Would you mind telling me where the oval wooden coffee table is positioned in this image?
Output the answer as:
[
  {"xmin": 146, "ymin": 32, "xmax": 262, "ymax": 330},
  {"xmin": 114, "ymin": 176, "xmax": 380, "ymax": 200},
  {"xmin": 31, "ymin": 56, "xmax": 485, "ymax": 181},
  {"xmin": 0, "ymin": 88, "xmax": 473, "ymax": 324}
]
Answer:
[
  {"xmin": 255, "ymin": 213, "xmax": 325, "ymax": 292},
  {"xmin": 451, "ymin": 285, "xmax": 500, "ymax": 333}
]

******************************

Written exercise: Say how many lines in the records above contain the string "ymax". Give only the number.

Solution to this task: 6